• Data extract:
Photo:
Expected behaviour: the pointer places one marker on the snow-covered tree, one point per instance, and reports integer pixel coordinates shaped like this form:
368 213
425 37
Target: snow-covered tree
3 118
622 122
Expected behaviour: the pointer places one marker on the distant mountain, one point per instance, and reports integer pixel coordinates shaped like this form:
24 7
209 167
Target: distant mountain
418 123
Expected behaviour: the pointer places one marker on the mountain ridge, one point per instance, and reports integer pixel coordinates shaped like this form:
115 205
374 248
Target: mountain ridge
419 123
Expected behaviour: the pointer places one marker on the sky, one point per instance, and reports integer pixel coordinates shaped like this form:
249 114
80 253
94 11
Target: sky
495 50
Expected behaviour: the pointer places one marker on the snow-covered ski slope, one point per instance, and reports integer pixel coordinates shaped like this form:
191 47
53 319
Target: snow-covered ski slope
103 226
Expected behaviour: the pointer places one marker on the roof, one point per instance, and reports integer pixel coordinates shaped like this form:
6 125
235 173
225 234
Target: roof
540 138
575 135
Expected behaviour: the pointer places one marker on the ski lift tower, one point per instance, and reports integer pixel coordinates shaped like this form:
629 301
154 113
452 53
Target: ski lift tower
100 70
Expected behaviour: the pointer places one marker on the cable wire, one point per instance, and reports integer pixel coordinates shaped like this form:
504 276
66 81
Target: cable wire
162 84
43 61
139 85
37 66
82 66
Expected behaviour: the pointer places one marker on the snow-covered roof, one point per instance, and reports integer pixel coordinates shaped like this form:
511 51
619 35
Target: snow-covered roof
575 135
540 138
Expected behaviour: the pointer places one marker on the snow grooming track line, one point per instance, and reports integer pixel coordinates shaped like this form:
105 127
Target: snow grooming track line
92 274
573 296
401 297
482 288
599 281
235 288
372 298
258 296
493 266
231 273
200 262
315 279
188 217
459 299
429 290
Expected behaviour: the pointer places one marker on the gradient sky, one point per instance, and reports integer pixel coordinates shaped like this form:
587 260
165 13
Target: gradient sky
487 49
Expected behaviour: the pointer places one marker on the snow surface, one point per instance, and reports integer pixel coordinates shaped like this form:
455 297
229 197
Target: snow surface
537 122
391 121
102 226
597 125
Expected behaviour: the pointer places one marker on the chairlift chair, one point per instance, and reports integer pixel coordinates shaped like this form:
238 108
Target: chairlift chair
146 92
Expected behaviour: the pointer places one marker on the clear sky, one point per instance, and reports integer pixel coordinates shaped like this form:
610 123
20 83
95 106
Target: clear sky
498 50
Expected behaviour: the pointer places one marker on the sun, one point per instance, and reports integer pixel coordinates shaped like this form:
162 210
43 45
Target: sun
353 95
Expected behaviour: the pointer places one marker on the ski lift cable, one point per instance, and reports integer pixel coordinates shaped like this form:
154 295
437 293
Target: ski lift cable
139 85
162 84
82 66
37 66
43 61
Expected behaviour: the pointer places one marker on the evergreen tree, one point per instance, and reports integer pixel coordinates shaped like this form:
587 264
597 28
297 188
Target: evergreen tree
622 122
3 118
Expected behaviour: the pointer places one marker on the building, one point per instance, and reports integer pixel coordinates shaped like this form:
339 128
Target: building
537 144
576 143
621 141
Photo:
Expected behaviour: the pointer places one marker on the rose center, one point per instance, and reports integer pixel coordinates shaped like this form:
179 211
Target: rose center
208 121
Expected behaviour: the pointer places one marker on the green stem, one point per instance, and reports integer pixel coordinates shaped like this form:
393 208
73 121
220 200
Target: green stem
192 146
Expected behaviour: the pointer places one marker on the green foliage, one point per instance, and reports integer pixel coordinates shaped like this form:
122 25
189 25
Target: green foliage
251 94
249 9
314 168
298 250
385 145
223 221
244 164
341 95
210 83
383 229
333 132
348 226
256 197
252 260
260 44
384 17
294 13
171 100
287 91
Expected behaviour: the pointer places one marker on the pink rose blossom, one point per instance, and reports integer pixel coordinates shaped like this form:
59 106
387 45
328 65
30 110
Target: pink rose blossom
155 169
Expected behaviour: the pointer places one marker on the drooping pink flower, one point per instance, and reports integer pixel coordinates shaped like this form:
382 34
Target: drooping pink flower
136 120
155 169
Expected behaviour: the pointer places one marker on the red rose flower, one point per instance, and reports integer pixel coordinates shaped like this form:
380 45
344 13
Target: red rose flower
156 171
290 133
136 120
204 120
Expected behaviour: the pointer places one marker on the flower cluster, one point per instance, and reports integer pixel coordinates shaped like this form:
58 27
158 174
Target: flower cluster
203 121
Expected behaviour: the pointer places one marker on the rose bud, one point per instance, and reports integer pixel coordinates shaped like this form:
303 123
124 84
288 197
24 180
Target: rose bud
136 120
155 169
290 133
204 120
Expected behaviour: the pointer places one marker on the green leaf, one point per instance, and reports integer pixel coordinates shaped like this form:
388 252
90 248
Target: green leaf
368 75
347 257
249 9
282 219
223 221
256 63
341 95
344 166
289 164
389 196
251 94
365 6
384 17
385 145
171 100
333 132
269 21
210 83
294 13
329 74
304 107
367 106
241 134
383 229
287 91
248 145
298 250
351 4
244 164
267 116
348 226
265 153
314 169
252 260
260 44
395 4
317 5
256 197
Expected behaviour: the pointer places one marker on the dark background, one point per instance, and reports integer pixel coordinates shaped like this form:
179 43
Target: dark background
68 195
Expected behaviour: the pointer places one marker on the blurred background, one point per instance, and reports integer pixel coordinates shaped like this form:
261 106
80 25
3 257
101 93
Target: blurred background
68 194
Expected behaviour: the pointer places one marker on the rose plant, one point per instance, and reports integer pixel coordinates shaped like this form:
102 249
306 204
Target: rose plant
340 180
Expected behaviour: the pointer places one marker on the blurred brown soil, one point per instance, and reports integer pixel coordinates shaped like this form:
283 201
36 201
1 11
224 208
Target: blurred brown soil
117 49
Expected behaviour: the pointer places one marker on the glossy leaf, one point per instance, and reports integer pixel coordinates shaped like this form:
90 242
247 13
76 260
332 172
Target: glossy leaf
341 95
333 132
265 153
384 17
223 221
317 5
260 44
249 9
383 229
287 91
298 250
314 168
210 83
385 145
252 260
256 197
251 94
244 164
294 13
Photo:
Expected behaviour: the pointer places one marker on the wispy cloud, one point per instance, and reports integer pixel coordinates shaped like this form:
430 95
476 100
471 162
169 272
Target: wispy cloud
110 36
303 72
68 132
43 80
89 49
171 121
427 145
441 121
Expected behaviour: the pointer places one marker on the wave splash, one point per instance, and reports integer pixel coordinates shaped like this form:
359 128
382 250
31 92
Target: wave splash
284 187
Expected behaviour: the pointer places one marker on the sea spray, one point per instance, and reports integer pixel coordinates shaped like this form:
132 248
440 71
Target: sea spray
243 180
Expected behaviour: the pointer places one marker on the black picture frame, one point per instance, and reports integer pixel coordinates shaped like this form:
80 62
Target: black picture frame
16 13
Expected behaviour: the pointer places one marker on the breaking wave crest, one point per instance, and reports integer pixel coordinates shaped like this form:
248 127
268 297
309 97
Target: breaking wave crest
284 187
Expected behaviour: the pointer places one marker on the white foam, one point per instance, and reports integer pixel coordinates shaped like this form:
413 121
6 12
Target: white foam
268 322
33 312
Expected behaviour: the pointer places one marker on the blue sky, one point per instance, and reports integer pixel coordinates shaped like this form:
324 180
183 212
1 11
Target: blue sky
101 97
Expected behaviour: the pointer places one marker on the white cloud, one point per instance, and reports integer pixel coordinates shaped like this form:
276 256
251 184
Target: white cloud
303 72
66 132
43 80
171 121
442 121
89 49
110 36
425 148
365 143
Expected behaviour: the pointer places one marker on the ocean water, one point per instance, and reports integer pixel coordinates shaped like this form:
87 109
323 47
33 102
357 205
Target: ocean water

• The problem:
Find the word "water" in the entries above and gather every line that holds it.

• Result:
Expected behaviour: the pointer places one marker on the ocean water, one point per instance, and reports integer pixel coordinates shaped like this form:
Target: ocean water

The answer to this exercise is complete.